──────── Dataset excerpts

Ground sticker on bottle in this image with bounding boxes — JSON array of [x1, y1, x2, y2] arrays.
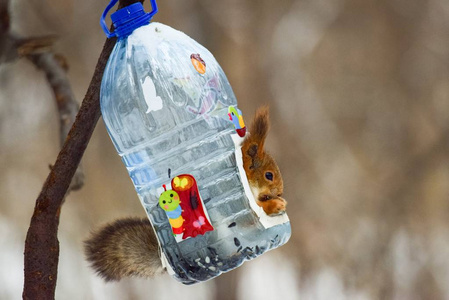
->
[[190, 54, 206, 75], [228, 105, 246, 137], [159, 174, 214, 241]]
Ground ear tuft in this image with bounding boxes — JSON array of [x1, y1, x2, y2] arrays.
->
[[250, 105, 270, 151]]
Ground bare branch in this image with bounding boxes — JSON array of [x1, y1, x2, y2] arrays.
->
[[23, 0, 142, 299], [28, 52, 84, 191]]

────────────────

Rewrite all three records, swapping every "Ground" for "Locate" and keeping everything else the same. Leave out the pictures.

Written solution:
Locate sticker on bottle in this image with bounding boxes — JSON array of [x1, y1, x2, y2] arrays.
->
[[190, 54, 206, 75], [228, 105, 246, 137], [159, 174, 214, 241]]
Locate ear tuft in this image with bounding boxes — JSON array of [x1, y1, x2, y2] arrays.
->
[[250, 105, 270, 151]]
Locate bare branch in this image with bounding boxes — JSON array of [x1, y1, x2, y2] arrays.
->
[[23, 0, 142, 299], [28, 52, 84, 191]]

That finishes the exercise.